Change "concrete step" to "stone step" in the records, starting at their beginning and stopping after the line that contains "(359, 1165)". Return only that stretch, with everything else left unchanged.

▶ **Provided data**
- - - - - - -

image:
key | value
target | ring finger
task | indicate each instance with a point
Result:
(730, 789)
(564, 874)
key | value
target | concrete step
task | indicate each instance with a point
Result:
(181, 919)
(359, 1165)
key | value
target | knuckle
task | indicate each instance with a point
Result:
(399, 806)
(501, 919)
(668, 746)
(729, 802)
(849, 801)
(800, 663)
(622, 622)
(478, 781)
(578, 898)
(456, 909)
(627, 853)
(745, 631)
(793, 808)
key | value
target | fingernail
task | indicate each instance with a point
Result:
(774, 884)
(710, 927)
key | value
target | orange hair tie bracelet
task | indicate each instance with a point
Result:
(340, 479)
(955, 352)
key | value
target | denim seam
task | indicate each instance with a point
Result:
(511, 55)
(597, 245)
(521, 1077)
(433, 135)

- - - - - - -

▶ **Task result**
image:
key | value
target | ring finger
task | indicate each instance with a point
Result:
(730, 789)
(564, 874)
key | value
target | stone step
task | indicate each instance with a point
Result:
(181, 919)
(359, 1165)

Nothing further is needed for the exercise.